## Objective
Can you rewrite the items below with every "whole pixels" changed to "integer pixels" and nothing else altered? Leave the pictures out of your answer.

═══ Data lines

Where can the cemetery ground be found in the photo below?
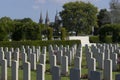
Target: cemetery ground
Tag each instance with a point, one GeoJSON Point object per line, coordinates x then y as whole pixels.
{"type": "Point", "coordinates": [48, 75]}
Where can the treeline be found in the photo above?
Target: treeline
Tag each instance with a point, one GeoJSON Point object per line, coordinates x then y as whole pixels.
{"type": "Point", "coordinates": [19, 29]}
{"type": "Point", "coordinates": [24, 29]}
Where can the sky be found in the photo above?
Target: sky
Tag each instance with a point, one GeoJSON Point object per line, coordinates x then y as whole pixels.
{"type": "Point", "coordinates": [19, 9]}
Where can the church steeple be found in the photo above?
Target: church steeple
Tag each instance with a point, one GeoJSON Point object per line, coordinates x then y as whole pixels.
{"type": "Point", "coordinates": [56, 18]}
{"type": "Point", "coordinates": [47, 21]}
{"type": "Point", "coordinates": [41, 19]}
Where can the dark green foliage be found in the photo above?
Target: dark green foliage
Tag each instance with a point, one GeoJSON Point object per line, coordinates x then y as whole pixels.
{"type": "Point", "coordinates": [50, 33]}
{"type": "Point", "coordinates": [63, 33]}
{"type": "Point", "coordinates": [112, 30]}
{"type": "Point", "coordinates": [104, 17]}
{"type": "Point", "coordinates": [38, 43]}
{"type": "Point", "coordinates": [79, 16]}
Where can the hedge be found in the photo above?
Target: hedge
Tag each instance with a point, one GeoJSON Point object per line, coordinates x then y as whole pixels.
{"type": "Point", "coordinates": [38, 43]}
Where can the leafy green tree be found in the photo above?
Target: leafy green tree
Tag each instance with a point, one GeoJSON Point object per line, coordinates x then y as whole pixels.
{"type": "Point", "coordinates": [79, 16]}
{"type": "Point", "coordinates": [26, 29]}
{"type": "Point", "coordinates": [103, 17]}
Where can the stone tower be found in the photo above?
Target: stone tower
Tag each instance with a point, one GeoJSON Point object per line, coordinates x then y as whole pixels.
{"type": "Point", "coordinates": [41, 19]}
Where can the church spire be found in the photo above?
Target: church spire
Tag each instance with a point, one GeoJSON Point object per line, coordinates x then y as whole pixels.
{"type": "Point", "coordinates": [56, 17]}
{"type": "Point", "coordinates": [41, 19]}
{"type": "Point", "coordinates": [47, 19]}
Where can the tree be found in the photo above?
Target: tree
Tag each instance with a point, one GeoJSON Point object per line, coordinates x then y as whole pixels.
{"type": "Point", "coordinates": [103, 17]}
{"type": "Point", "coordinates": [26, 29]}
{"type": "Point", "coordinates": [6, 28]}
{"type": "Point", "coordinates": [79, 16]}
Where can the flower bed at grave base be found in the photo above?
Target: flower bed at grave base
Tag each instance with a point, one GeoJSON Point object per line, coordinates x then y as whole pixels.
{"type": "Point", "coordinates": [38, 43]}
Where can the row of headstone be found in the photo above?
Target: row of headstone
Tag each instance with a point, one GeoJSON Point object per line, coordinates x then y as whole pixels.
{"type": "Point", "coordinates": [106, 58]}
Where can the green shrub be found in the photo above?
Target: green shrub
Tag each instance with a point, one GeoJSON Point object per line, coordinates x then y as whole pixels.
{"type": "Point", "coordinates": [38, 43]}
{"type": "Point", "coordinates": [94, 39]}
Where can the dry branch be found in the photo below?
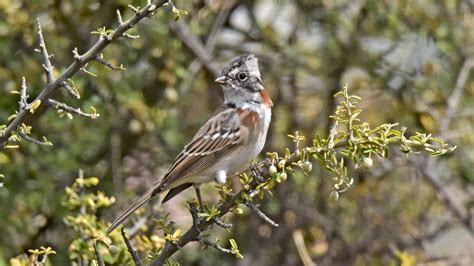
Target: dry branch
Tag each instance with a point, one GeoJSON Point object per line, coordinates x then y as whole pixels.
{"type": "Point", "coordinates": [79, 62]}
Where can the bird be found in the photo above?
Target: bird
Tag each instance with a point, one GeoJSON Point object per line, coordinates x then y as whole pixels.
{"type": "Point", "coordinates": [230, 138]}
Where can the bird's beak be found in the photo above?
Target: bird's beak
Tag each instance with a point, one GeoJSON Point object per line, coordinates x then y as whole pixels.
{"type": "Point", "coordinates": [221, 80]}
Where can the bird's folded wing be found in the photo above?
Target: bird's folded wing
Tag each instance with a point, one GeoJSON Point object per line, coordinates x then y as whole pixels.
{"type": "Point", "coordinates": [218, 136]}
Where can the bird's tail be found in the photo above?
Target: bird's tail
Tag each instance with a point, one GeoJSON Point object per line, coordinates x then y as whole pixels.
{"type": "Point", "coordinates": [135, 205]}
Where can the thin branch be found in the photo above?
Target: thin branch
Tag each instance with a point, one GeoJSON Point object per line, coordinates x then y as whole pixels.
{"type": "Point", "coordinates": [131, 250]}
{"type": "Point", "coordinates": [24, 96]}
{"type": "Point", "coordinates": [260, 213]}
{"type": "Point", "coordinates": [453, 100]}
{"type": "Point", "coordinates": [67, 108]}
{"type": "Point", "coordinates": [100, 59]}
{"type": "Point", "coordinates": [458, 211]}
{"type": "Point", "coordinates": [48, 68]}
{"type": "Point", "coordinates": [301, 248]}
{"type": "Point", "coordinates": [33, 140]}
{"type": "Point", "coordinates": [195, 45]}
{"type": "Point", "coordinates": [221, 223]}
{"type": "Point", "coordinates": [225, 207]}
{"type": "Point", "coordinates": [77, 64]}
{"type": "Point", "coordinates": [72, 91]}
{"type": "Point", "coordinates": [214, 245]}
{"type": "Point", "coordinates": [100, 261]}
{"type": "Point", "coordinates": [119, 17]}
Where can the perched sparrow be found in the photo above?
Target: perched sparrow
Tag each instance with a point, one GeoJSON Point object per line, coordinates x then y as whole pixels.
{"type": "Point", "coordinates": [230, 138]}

══════

## Problem solution
Where can the cemetery ground be found in the photo below?
Target: cemetery ground
Tag each instance with a point, one GeoJSON Point object per line, coordinates x then y as integer pixels.
{"type": "Point", "coordinates": [48, 75]}
Where can the treeline be found in the photo above?
Target: treeline
Tag each instance with a point, one GeoJSON Point object per line, coordinates x then y as integer pixels.
{"type": "Point", "coordinates": [19, 29]}
{"type": "Point", "coordinates": [24, 29]}
Where can the sky be found in the photo above?
Target: sky
Tag each instance with a point, one GeoJSON Point object per line, coordinates x then y as integer pixels.
{"type": "Point", "coordinates": [19, 9]}
Where can the church steeple be found in the photo above?
Target: church steeple
Tag each instance with a point, one GeoJSON Point object per line, coordinates x then y as integer pixels.
{"type": "Point", "coordinates": [56, 18]}
{"type": "Point", "coordinates": [47, 21]}
{"type": "Point", "coordinates": [41, 19]}
Where can the dark green foliage be found in the photo above?
Target: dark green foliage
Tag each instance with a point, one GeoJSON Point object per line, coordinates x then y as integer pixels.
{"type": "Point", "coordinates": [50, 33]}
{"type": "Point", "coordinates": [63, 33]}
{"type": "Point", "coordinates": [112, 30]}
{"type": "Point", "coordinates": [104, 17]}
{"type": "Point", "coordinates": [38, 43]}
{"type": "Point", "coordinates": [79, 16]}
Where can the hedge be found in the photo above?
Target: hedge
Tag each instance with a point, one GeoJSON Point object per line, coordinates x then y as integer pixels.
{"type": "Point", "coordinates": [38, 43]}
Where can the leafy green tree be found in the photo above?
Target: leafy green tree
Tag each instance with a point, one GeoJSON Point object per line, coordinates x then y as integer pixels.
{"type": "Point", "coordinates": [79, 16]}
{"type": "Point", "coordinates": [26, 29]}
{"type": "Point", "coordinates": [103, 17]}
Where can the stone tower be found in the photo above?
Target: stone tower
Tag each instance with a point, one GeoJSON Point object per line, coordinates x then y as integer pixels.
{"type": "Point", "coordinates": [41, 19]}
Where can the church spire be found in the photo above?
Target: church spire
Tag each instance with a point, one GeoJSON Point object per line, coordinates x then y as integer pixels.
{"type": "Point", "coordinates": [56, 17]}
{"type": "Point", "coordinates": [41, 19]}
{"type": "Point", "coordinates": [47, 19]}
Where can the tree be found in the photo above?
Target: tree
Tag each instance with a point, one GeoJSON Point object per line, coordinates x then y as integer pixels.
{"type": "Point", "coordinates": [103, 17]}
{"type": "Point", "coordinates": [26, 29]}
{"type": "Point", "coordinates": [6, 28]}
{"type": "Point", "coordinates": [79, 16]}
Where can the flower bed at grave base be found in the photo above?
Target: flower bed at grave base
Tag each instance with a point, one GeoJSON Point object per line, coordinates x then y as integer pixels.
{"type": "Point", "coordinates": [38, 43]}
Where can the row of headstone be found in the photo above?
Target: row of headstone
Tag each instance with a point, one GeoJSON Point object per line, coordinates x then y as integer pixels.
{"type": "Point", "coordinates": [106, 58]}
Where can the green shrub be found in the photo above?
Target: green shrub
Tag each instance with a point, one GeoJSON Point object per line, coordinates x then y as integer pixels.
{"type": "Point", "coordinates": [38, 43]}
{"type": "Point", "coordinates": [94, 39]}
Where can the dry branch be found in the photo below?
Target: dry branch
Tag each instance with a point, one GeoJSON Point object per line, coordinates x then y as integer pixels.
{"type": "Point", "coordinates": [79, 62]}
Where can the bird be found in the photo above?
Target: bird
Tag each instance with a point, one GeoJSON Point object per line, coordinates x then y as integer pixels.
{"type": "Point", "coordinates": [230, 138]}
Where can the bird's beak be found in the photo above?
Target: bird's beak
Tag each instance with a point, one GeoJSON Point object per line, coordinates x then y as integer pixels.
{"type": "Point", "coordinates": [221, 80]}
Where can the bird's folded wing be found in the photo above?
Target: bird's folded wing
Tag each instance with a point, one GeoJSON Point object per line, coordinates x then y as integer pixels.
{"type": "Point", "coordinates": [218, 136]}
Where can the bird's tail be found in the photo above?
Target: bird's tail
Tag each instance with a point, one GeoJSON Point object per line, coordinates x then y as integer pixels.
{"type": "Point", "coordinates": [135, 205]}
Where can the thin branch be found in the photo above?
Target: thin branch
Tag each instance with a point, one GeoJSON Point object per line, coordinates x then y as integer pixels.
{"type": "Point", "coordinates": [131, 250]}
{"type": "Point", "coordinates": [24, 96]}
{"type": "Point", "coordinates": [260, 213]}
{"type": "Point", "coordinates": [453, 100]}
{"type": "Point", "coordinates": [67, 108]}
{"type": "Point", "coordinates": [100, 59]}
{"type": "Point", "coordinates": [458, 211]}
{"type": "Point", "coordinates": [48, 68]}
{"type": "Point", "coordinates": [301, 248]}
{"type": "Point", "coordinates": [33, 140]}
{"type": "Point", "coordinates": [195, 45]}
{"type": "Point", "coordinates": [221, 223]}
{"type": "Point", "coordinates": [225, 207]}
{"type": "Point", "coordinates": [77, 64]}
{"type": "Point", "coordinates": [72, 91]}
{"type": "Point", "coordinates": [214, 245]}
{"type": "Point", "coordinates": [100, 261]}
{"type": "Point", "coordinates": [119, 17]}
Where can the perched sparrow be found in the photo above?
Target: perched sparrow
Tag each instance with a point, one GeoJSON Point object per line, coordinates x then y as integer pixels.
{"type": "Point", "coordinates": [230, 138]}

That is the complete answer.